■ **Required work**: Copy out these rows with "foliage" swapped for "leaves" and nothing else changed. Leave the pictures out of your answer.

■ **Rows**:

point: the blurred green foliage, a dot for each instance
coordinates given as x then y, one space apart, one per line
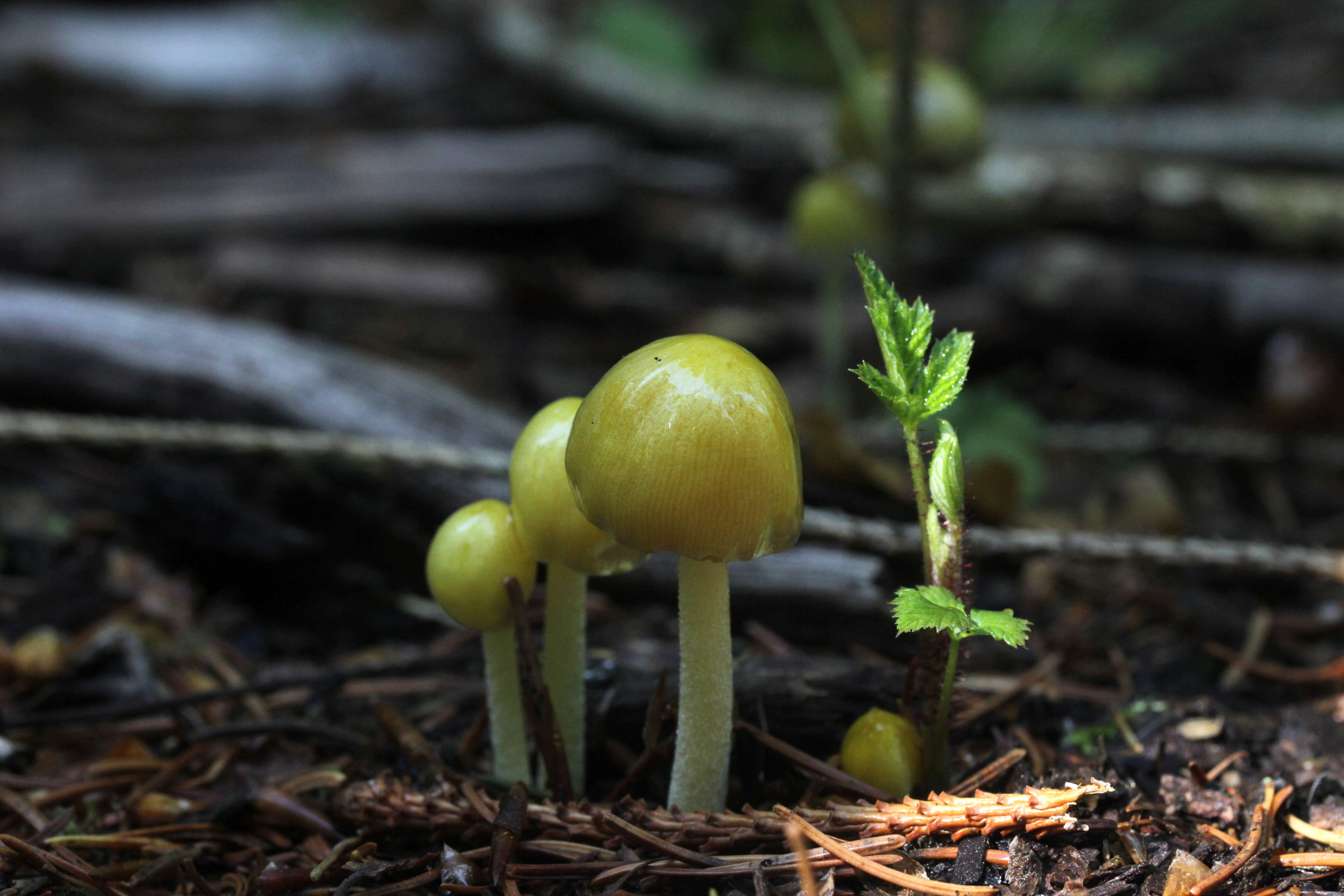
1101 50
651 33
995 425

■ **Answer in full**:
point: the blurred green leaves, a dot for each instance
coordinates given as x then y, one space apart, one per line
1101 50
651 33
995 425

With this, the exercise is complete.